§ **DESCRIPCIÓN DE LA TAREA**:
Por favor, reescribe como CSV de dos columnas, entrada y salida, los datos desde la línea que contiene "outline yellow inflatable" hasta la que contiene "[[[78,105],[80,104],[80,99],[60,99],[58,103],[62,103],[63,105]]]", ambas incluidas. Cada petición ocupa una fila, con su texto y su respuesta en sendos campos entre comillas y los saltos de línea cambiados por espacios.

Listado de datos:
——————————

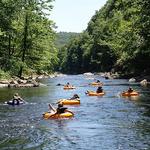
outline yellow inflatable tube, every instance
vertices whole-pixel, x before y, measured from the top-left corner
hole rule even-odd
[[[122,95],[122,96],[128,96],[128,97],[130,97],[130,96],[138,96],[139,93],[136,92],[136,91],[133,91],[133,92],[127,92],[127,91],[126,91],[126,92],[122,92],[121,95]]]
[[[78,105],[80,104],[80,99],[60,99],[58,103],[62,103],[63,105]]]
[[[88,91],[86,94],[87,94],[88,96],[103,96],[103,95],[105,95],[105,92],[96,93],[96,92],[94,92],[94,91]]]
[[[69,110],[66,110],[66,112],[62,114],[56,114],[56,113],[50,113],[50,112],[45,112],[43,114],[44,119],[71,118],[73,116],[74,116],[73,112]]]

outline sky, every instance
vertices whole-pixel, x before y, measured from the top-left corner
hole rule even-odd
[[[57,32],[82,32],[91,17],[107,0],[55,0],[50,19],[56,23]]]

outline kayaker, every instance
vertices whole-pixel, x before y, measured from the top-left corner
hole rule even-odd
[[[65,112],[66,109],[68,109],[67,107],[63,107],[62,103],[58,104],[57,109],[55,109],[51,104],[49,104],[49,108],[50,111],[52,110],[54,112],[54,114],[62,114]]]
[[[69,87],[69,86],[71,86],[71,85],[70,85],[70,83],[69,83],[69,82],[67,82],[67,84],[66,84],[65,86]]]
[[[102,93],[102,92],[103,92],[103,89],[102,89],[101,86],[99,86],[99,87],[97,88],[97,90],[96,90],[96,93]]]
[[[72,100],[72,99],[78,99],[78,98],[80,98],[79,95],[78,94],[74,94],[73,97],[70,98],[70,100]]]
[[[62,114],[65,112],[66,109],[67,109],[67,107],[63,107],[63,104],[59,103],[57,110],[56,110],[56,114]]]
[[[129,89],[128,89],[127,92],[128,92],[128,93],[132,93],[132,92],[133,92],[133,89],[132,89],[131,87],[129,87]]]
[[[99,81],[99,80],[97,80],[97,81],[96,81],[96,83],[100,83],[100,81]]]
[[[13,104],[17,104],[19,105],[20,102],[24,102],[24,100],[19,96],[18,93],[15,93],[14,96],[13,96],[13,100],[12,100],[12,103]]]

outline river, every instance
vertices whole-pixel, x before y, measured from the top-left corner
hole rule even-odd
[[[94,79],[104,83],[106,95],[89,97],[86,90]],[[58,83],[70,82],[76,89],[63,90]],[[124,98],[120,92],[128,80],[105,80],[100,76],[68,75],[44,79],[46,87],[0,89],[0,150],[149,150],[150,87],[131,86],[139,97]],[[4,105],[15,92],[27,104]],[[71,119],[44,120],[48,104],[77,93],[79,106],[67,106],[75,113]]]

——————————

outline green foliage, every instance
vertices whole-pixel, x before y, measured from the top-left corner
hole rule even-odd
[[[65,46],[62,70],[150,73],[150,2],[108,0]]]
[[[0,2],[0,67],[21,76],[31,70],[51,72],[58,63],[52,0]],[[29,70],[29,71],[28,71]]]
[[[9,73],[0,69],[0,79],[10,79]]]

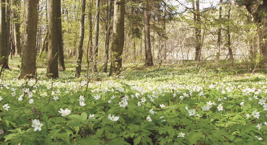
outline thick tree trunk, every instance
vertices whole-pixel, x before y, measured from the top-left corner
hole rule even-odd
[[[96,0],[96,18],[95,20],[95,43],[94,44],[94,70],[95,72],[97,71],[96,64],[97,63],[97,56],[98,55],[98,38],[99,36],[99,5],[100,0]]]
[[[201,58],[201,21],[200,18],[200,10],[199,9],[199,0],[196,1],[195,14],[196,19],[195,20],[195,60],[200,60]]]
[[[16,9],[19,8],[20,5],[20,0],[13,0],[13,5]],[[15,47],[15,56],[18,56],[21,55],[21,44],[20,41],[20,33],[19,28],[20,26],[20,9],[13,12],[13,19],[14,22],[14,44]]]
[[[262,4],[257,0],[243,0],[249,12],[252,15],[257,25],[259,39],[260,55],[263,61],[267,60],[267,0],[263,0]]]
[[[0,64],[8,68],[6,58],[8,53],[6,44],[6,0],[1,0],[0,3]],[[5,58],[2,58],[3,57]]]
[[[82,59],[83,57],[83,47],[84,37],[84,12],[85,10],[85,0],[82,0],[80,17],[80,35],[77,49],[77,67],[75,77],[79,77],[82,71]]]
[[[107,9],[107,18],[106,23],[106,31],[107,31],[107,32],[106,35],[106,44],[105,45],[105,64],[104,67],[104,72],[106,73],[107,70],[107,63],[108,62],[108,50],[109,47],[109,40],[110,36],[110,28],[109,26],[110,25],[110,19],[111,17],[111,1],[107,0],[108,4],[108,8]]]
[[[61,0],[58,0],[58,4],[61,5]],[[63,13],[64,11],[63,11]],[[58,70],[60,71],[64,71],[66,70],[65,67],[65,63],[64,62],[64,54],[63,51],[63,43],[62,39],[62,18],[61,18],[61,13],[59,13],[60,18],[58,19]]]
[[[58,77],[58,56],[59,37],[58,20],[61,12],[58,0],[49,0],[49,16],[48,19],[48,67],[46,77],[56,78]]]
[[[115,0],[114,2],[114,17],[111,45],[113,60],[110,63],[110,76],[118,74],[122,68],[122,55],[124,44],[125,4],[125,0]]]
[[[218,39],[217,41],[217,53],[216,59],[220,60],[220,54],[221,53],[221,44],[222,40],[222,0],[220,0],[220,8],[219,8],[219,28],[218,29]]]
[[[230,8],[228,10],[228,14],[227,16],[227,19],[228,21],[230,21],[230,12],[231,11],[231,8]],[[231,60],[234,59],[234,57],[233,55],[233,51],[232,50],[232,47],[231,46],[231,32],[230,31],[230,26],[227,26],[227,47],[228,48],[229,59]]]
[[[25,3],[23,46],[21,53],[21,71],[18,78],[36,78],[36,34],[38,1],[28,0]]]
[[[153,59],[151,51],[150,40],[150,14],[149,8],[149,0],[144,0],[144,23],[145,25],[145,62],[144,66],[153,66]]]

——————————

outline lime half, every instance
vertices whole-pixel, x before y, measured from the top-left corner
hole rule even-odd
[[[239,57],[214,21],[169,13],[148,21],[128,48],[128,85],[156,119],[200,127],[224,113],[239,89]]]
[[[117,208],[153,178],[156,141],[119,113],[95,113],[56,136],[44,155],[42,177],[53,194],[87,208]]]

——————————

§ **RESULTADO DEL EJERCICIO**:
entrada,salida
"outline yellow inflatable tube, every instance vertices whole-pixel, x before y, measured from the top-left corner hole rule even-odd","[[[122,95],[122,96],[128,96],[128,97],[130,97],[130,96],[138,96],[139,93],[136,92],[136,91],[133,91],[133,92],[127,92],[127,91],[126,91],[126,92],[122,92],[121,95]]] [[[78,105],[80,104],[80,99],[60,99],[58,103],[62,103],[63,105]]]"